*Requirement A*:
Pick out every line in the records below that contains the word "gosling", matching its case exactly, and copy each line in full.

*Document excerpt*:
###
3.2.2. Ground Point Interpolation

Due to the filtering out of the non-ground points, many holes exist in the filtered ground data. The continuous and complete DEM data should be used for registration, so it is necessary to interpolate the ground points. In this study, the DEM data was organized by raster. The quality of the interpolation algorithm will affect the accuracy of registration. Commonly used high-quality interpolation methods are kriging [44], natural neighbor interpolation (NNI) algorithm [45], etc.

After comparing different interpolation algorithms, NNI was adopted to interpolate the ground points due to its best performance in the experiments. The NNI algorithm is a local interpolation method based on the Voronoi diagram, in which the value of an interpolation point depends on the value of its natural neighbor points. Let the interpolation point x have n natural neighbor points, which are p_1, p_2,…, p_n. Then the value of f(x) can be expressed as:

$$f\left(x\right)={\displaystyle \sum }_{i=1}^n{w}_{i}f(p_i)$$

(1)

where $w_i$ is the weight of the corresponding point $p_i$, $f\left(p_i\right)$ denotes the value of the natural neighbor point $p_i$.

It should be noted that during the interpolation, because the value of the points to be interpolated in the edge of DEM can only be predicted by the data in one direction, the interpolation result is often incorrect (as shown in Figure 2). The existence of these wrong edge points will affect the registration of DEM. It is a simple but effective method to remove a certain width of the edge from the interpolated DEM data. Doing so will not reduce the range of the experimental data, because the range of DEM data after interpolation will be larger than that before interpolation. In other words, only the extra part due to interpolation is cropped. The specific cutting width needs to be determined according to the situation of the DEM.
###
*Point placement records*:
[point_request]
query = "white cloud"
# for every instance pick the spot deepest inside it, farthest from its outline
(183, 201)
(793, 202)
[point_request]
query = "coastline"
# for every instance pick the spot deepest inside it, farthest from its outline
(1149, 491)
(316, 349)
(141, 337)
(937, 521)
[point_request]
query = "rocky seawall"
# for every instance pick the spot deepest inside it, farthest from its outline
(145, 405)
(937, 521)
###
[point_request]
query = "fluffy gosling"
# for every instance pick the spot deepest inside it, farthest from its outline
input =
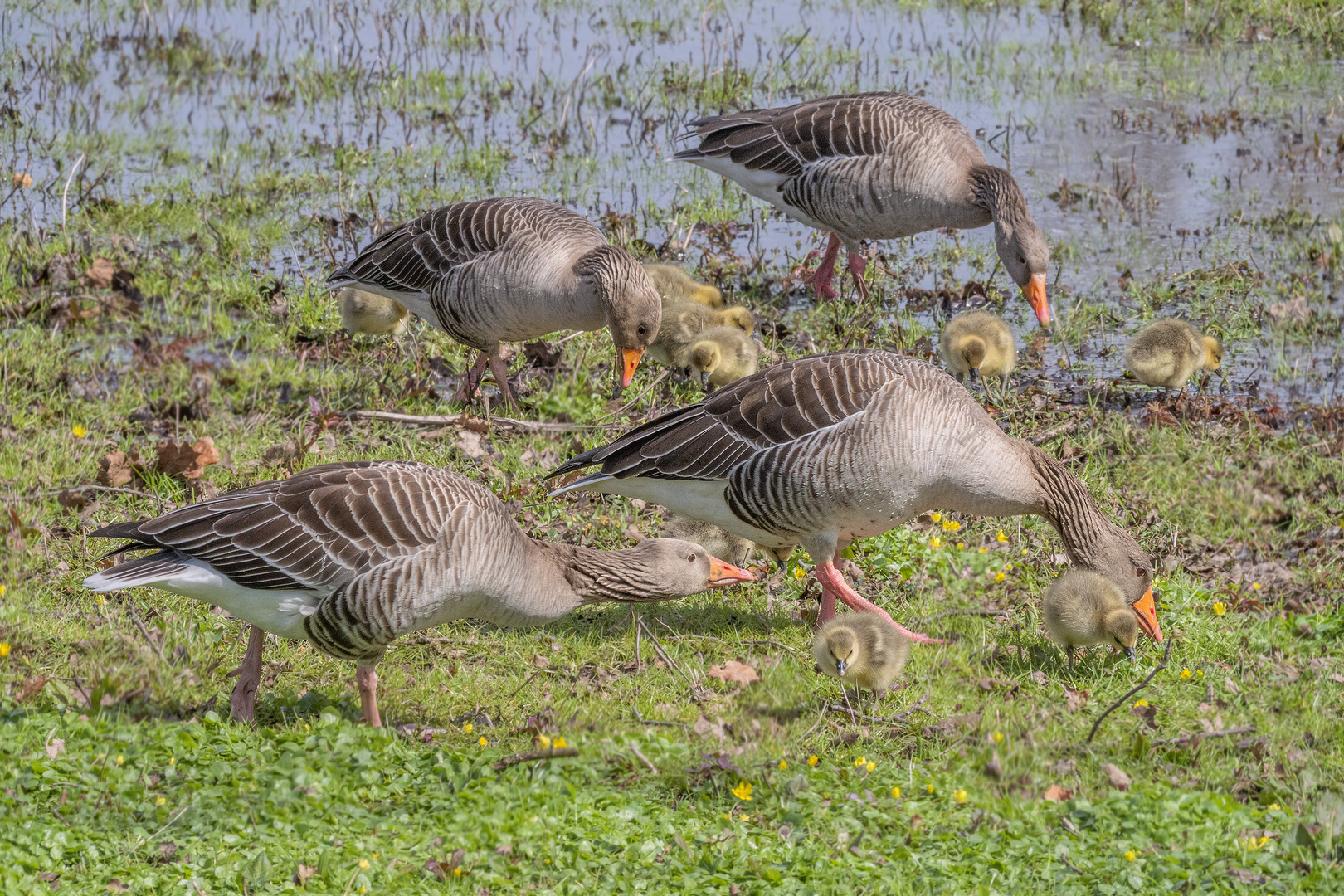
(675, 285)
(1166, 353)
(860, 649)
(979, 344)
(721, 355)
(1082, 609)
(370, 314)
###
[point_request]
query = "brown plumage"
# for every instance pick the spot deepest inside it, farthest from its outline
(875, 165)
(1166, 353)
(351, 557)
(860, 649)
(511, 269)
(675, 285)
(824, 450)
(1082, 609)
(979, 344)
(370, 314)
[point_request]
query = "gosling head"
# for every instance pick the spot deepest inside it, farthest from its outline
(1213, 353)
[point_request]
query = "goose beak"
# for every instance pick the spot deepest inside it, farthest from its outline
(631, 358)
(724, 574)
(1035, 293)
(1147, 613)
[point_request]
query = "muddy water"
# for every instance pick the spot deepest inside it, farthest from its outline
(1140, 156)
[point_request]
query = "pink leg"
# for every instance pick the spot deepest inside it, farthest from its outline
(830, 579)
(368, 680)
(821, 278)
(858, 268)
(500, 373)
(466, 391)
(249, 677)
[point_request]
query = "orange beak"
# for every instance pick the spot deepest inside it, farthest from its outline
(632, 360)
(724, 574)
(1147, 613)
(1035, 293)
###
*Requirement B*:
List each symbol defined in the ground point interpolation text's sentence starting "Let the interpolation point x" and its sentence starting "where", and give what each one stands for.

*Right answer A*:
query = "fluffy gosling"
query = "gosling head"

*Right answer B*:
- x: the interpolation point
- n: the number of natural neighbor points of x
- p_1, p_2,…, p_n: the natural neighbor points of x
- w_i: the weight of the corresponding point p_i
- f(p_i): the value of the natural neighbor point p_i